### Input material

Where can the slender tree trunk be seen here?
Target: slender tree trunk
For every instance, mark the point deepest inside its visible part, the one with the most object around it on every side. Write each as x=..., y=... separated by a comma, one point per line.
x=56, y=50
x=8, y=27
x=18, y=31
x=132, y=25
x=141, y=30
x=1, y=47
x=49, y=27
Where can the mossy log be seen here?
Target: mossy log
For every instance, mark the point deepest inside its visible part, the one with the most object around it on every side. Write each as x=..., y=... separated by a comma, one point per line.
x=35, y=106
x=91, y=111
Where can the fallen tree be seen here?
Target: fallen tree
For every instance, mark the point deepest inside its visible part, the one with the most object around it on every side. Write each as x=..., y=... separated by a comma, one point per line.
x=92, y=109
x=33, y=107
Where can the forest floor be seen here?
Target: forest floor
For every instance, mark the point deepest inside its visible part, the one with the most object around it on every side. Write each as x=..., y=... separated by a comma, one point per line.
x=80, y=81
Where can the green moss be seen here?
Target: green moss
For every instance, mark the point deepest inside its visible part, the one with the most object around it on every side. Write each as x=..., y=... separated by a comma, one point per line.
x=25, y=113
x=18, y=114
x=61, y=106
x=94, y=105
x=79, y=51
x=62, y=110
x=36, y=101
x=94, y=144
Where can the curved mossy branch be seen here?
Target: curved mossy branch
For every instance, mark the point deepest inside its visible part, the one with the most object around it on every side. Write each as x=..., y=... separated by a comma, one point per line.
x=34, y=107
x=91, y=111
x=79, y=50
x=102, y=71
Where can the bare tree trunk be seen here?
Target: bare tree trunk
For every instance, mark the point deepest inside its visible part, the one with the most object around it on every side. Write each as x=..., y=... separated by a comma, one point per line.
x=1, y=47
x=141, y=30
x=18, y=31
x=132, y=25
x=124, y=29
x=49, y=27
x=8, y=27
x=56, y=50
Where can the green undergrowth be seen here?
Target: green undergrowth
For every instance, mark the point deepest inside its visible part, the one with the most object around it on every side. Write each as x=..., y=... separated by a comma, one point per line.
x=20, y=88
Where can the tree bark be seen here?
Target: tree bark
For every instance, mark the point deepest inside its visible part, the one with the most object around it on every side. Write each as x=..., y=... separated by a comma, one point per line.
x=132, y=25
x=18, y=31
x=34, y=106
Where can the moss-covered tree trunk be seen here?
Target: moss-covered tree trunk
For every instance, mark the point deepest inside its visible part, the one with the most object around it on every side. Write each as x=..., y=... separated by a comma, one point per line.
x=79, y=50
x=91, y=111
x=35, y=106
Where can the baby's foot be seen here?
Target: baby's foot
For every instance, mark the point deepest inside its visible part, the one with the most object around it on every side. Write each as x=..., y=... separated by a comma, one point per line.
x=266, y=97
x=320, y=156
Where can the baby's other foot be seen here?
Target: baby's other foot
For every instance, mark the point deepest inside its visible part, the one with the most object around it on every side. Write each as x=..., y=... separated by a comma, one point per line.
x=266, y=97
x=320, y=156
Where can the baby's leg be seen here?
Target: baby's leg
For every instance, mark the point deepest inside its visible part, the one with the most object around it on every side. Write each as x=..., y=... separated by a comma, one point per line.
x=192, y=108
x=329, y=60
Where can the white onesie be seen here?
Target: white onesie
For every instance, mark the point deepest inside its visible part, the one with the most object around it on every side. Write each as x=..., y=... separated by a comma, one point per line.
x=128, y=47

######

**Problem:** The task calls for each record to be returned verbatim.

**Finished exercise:**
Where can the slender tree trunk be seen here?
Target: slender tree trunk
For every instance, mark the point deepest inside its visible part, the one with the most object around it on every side. Write each as x=..., y=... separated by a comma, one point per line.
x=56, y=50
x=8, y=27
x=18, y=31
x=132, y=25
x=141, y=30
x=1, y=47
x=49, y=27
Where can the mossy log be seen here?
Target: mossy log
For every instance, mark the point deepest inside its visible part, the one with the most object around it on every side. Write each as x=..., y=... separated by a comma, one point per line.
x=35, y=106
x=91, y=111
Where can the fallen tree be seen here?
Target: fallen tree
For every instance, mark the point deepest inside its visible part, the one with the most object around it on every side. Write each as x=..., y=... separated by a comma, one point per line.
x=92, y=109
x=33, y=107
Where can the forest floor be seen here?
Target: forest floor
For every instance, mark the point deepest inside its visible part, the one with the most object around it on every side. Write each as x=..., y=... separated by a comma, one point per line.
x=80, y=81
Where can the green moss be seen here?
Target: green moss
For every instance, mark the point deepest inside its visible part, the one with the most object around it on every side. Write each as x=..., y=... separated by a comma, one point per line.
x=25, y=113
x=18, y=114
x=61, y=106
x=94, y=105
x=79, y=51
x=62, y=110
x=36, y=101
x=94, y=144
Where can the curved mossy branch be seen here?
Target: curved mossy branch
For every instance, mark the point deepest inside its visible part, the one with the most object around it on every side. Write each as x=..., y=... separated by a comma, one point per line.
x=34, y=107
x=91, y=111
x=79, y=50
x=102, y=71
Where can the bare tree trunk be seen here?
Target: bare tree trunk
For every instance, mark the point deepest inside its visible part, the one with the most object around it on every side. Write each as x=..., y=... separated by a comma, one point per line.
x=1, y=47
x=141, y=30
x=18, y=31
x=132, y=25
x=124, y=29
x=49, y=27
x=8, y=27
x=56, y=50
Where can the green undergrowth be seen here?
Target: green undergrowth
For every instance, mark the point deepest inside its visible part, the one with the most object around it on every side. Write each as x=..., y=... separated by a comma, one point per line.
x=20, y=88
Where can the tree bark be seen here?
Target: tree bark
For every instance, mark the point deepest inside its visible part, the one with the most object around it on every side. Write each as x=..., y=... separated by a comma, one point per line.
x=132, y=25
x=18, y=31
x=34, y=106
Where can the moss-covered tree trunk be seen here?
Target: moss-covered tree trunk
For every instance, mark the point deepest inside its visible part, the one with the most object around it on every side. Write each as x=..., y=... separated by a comma, one point per line.
x=79, y=50
x=91, y=111
x=35, y=106
Where can the baby's foot be seen here?
Target: baby's foot
For every instance, mark the point deepest inside its visible part, the one with the most object around it on every side. Write each as x=..., y=... separated by a comma, one point per line.
x=266, y=97
x=320, y=156
Where can the baby's other foot be seen here?
Target: baby's other foot
For every instance, mark the point deepest inside its visible part, the one with the most object around it on every side. Write each as x=..., y=... separated by a comma, one point per line.
x=266, y=97
x=320, y=156
Where can the baby's leg be seen here?
Target: baby's leg
For every instance, mark the point deepest inside its visible part, the one with the most object around it on every side. Write each as x=..., y=... separated by a comma, one point per line.
x=192, y=108
x=329, y=60
Where can the white onesie be seen here?
Target: white onesie
For every instance, mark the point deepest inside its visible part, the one with the most object around it on every side. Write each as x=..., y=... separated by a comma, one point per line.
x=128, y=47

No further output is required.